▸ What the task asks: State how many of the lines below contain the string "Target", treating uppercase and lowercase as different, and give only that number.

▸ Extracted material:
*****

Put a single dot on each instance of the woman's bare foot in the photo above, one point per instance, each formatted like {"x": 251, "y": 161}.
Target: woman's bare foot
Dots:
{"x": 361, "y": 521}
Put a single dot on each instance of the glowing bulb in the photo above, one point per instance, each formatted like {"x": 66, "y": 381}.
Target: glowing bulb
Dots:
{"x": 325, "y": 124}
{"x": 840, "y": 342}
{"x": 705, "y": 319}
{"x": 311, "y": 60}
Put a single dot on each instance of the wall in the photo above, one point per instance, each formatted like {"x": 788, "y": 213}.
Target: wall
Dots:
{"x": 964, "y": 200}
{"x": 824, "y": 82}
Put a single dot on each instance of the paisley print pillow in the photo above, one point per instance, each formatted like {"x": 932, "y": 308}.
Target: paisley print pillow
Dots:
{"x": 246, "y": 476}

*****

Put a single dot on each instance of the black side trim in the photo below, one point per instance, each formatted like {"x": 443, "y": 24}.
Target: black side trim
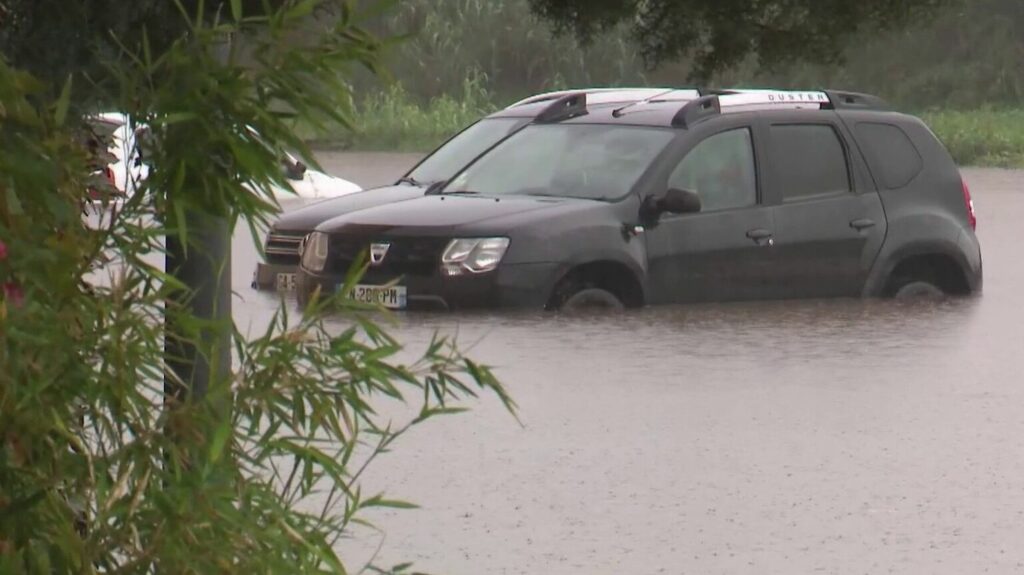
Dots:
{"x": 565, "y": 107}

*****

▸ Exercise answer: 5